[Stored dataset items]
☆ ☆ ☆ ☆ ☆ ☆ ☆

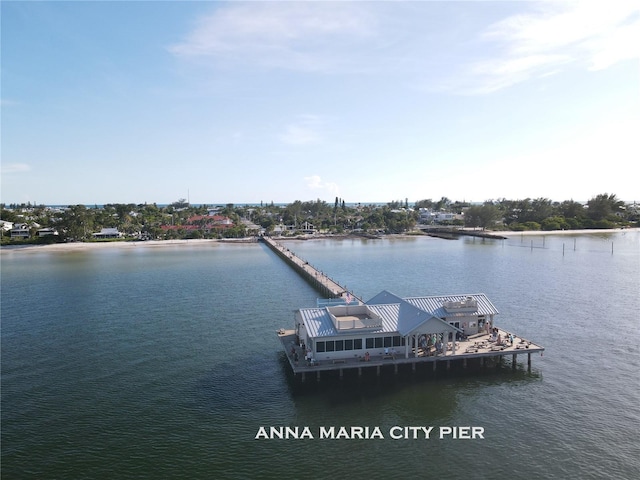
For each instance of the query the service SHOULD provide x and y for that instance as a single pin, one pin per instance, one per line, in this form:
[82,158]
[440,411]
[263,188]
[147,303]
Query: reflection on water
[163,362]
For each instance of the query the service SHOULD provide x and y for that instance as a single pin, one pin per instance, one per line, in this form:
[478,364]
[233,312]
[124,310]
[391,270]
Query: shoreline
[79,246]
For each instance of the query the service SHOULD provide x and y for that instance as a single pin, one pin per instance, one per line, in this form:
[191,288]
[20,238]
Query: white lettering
[327,433]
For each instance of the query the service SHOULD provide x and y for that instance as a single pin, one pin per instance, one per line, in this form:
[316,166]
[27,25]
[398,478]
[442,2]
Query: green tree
[604,207]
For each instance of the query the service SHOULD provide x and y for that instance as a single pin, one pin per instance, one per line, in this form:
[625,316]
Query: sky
[367,101]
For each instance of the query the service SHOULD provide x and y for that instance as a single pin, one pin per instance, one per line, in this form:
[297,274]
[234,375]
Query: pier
[324,284]
[392,333]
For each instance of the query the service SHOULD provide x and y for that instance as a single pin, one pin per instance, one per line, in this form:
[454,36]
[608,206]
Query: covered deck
[480,346]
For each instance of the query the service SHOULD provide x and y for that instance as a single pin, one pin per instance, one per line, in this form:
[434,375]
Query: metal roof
[435,305]
[398,316]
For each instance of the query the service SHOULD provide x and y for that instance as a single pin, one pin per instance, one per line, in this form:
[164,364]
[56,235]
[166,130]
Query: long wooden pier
[327,286]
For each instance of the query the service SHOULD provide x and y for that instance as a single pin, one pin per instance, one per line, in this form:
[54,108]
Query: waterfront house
[108,233]
[388,325]
[46,232]
[21,230]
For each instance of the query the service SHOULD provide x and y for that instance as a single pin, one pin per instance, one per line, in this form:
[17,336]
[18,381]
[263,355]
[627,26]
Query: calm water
[162,362]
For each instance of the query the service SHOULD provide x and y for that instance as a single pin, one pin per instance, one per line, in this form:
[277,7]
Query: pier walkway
[320,281]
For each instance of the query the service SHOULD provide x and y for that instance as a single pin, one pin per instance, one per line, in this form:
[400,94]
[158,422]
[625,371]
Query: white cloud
[592,35]
[315,182]
[15,168]
[305,131]
[307,36]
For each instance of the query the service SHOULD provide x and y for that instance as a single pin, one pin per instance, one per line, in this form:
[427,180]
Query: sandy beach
[566,232]
[79,246]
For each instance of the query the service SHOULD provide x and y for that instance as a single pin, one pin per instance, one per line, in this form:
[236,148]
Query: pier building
[348,333]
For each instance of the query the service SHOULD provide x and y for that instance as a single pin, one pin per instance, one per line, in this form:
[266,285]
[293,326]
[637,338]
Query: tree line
[79,222]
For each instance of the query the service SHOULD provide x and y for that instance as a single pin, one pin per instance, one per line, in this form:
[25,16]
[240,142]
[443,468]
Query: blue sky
[132,102]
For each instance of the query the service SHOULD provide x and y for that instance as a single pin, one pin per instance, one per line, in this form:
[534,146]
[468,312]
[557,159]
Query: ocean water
[162,362]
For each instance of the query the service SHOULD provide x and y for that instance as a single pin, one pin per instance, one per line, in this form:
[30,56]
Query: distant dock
[325,285]
[391,333]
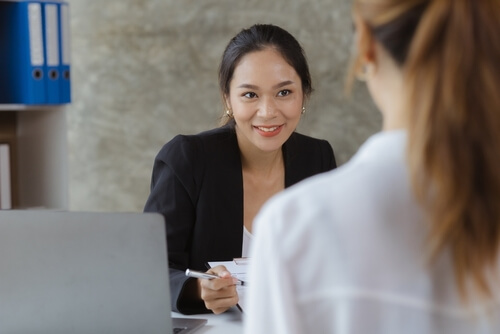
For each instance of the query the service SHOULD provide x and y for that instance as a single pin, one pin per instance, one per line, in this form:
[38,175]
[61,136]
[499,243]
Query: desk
[229,322]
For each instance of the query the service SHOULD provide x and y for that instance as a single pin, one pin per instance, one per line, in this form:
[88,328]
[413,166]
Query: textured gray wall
[146,70]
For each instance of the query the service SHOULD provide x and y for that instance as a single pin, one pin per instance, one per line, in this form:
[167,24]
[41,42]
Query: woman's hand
[218,294]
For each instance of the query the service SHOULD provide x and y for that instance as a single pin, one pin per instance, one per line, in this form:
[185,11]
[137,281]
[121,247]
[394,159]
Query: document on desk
[238,269]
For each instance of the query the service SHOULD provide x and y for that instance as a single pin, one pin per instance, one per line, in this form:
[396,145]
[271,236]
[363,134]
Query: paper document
[238,269]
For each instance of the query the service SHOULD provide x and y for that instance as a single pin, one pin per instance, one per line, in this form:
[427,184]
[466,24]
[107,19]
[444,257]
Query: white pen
[199,274]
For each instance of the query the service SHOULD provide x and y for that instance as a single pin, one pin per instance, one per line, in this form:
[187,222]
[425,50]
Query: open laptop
[82,272]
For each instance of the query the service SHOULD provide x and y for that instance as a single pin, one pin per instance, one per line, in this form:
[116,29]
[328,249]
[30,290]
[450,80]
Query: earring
[362,73]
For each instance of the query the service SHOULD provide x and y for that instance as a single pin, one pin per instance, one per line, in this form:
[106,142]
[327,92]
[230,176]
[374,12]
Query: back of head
[449,53]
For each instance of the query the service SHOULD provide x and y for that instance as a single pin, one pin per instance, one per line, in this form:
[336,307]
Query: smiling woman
[210,186]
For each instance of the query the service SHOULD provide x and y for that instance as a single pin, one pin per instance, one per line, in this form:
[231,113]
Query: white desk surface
[229,322]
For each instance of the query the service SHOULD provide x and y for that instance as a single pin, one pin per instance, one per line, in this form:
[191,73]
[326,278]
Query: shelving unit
[39,167]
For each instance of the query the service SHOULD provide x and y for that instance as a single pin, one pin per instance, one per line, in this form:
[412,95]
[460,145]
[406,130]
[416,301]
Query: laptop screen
[82,272]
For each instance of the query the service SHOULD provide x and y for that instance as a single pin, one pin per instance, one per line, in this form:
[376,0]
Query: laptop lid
[82,272]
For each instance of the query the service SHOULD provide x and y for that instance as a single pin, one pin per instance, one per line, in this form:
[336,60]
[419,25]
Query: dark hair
[259,37]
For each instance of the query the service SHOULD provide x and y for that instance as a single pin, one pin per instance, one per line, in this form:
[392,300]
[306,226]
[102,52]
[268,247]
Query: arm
[174,194]
[271,304]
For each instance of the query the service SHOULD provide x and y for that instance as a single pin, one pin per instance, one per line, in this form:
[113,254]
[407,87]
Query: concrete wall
[146,70]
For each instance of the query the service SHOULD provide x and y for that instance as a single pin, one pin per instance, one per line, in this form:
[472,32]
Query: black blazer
[197,185]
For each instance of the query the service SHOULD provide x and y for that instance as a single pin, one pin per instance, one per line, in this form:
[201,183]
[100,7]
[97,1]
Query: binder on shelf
[51,42]
[22,58]
[64,53]
[5,178]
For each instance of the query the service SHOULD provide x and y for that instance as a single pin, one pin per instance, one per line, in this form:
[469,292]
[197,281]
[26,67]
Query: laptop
[84,272]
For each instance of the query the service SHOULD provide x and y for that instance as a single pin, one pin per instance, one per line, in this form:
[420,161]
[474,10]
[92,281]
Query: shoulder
[300,140]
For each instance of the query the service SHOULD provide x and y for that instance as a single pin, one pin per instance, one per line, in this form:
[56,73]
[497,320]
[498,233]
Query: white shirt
[344,252]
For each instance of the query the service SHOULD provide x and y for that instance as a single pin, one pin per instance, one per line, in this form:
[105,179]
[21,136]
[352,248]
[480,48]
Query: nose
[267,108]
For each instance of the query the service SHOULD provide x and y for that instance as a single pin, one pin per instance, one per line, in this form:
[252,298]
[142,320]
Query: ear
[365,42]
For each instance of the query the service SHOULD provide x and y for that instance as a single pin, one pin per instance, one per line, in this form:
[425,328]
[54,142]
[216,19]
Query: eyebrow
[281,84]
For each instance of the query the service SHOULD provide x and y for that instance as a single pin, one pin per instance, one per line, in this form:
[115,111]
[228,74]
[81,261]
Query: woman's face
[266,100]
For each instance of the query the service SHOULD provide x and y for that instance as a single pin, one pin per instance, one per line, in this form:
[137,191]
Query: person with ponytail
[404,238]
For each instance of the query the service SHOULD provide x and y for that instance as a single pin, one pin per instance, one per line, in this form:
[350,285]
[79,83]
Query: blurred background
[146,70]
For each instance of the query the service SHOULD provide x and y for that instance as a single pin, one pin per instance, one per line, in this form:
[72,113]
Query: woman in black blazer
[210,186]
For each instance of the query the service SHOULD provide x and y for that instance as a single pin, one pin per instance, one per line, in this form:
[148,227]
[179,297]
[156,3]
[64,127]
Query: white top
[247,241]
[343,252]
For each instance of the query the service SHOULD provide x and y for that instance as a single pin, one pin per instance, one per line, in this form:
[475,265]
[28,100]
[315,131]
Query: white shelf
[41,162]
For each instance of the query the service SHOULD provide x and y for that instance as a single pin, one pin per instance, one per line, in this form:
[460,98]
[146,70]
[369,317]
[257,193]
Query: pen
[199,274]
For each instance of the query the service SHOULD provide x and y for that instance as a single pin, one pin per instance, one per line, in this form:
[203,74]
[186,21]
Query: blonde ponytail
[453,80]
[449,52]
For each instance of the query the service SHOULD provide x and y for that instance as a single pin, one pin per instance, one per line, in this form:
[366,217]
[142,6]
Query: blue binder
[21,53]
[51,41]
[64,54]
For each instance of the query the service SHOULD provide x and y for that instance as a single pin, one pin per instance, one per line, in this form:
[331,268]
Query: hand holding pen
[199,274]
[217,288]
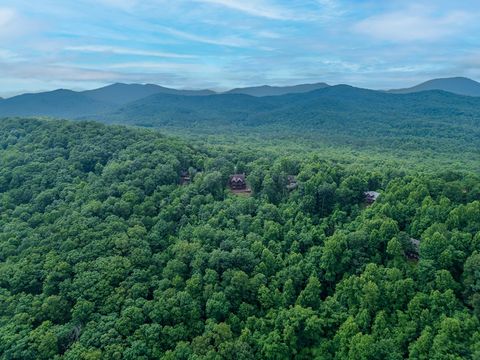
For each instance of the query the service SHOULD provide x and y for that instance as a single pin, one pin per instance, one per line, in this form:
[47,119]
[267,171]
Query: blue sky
[220,44]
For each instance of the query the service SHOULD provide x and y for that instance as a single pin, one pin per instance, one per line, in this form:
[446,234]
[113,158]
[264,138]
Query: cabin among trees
[238,184]
[291,182]
[413,253]
[184,177]
[371,196]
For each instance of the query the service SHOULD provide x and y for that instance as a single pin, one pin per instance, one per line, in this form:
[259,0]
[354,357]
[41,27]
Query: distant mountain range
[434,119]
[267,90]
[456,85]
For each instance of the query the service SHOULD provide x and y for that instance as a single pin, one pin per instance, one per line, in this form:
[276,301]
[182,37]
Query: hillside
[336,115]
[267,90]
[58,103]
[120,94]
[104,255]
[456,85]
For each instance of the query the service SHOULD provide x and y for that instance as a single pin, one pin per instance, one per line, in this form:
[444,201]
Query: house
[184,177]
[371,196]
[413,253]
[237,182]
[291,182]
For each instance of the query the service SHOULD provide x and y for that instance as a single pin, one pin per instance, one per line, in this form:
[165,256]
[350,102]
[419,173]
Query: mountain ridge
[268,90]
[456,85]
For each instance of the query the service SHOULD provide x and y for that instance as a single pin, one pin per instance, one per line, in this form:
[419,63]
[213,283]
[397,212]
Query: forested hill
[435,121]
[338,115]
[104,255]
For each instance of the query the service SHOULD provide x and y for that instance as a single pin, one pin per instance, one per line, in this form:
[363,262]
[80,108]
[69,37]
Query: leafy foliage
[103,254]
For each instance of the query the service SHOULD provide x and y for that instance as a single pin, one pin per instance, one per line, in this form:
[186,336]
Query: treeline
[104,255]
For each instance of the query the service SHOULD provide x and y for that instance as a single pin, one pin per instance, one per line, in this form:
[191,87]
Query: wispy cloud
[413,24]
[256,8]
[231,41]
[126,51]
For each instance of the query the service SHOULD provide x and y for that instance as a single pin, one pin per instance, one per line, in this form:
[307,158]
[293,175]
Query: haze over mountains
[456,85]
[267,90]
[112,98]
[431,118]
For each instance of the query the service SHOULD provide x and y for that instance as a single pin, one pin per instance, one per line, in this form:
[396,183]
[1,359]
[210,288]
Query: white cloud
[254,8]
[6,16]
[231,41]
[126,51]
[412,24]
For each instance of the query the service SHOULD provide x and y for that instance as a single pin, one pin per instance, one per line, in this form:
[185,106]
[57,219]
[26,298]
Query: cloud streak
[113,50]
[254,8]
[413,24]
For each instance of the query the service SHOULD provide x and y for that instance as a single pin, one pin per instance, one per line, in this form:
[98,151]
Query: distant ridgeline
[434,120]
[121,243]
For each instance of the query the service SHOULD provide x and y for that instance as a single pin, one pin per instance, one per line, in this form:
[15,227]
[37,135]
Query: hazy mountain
[124,93]
[182,111]
[456,85]
[333,114]
[57,103]
[267,90]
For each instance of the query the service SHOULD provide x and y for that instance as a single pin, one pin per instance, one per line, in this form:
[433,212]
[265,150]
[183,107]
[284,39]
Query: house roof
[372,194]
[237,178]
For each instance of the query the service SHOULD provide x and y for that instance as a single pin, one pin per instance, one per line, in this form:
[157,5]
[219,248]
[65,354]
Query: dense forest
[105,255]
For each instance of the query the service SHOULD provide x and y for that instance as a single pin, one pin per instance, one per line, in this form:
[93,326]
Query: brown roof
[237,178]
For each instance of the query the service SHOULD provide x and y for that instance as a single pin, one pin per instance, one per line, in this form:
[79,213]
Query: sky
[221,44]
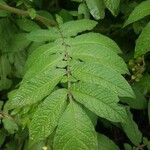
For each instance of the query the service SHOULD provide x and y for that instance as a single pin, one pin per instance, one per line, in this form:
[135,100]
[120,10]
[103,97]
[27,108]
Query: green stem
[24,13]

☆ ☆ ☆ ☆ ☆ ☆ ☆

### Exercise prompt
Locate every line of the listing above that contains the string "white", treating uppercase and lowercase as distinct, and copy each such line.

### Written response
Query: white lettering
Query: white cloud
Query: white pen
Query: white desk surface
Query: white shirt
Query: white top
Query: white shelf
Query: white cloud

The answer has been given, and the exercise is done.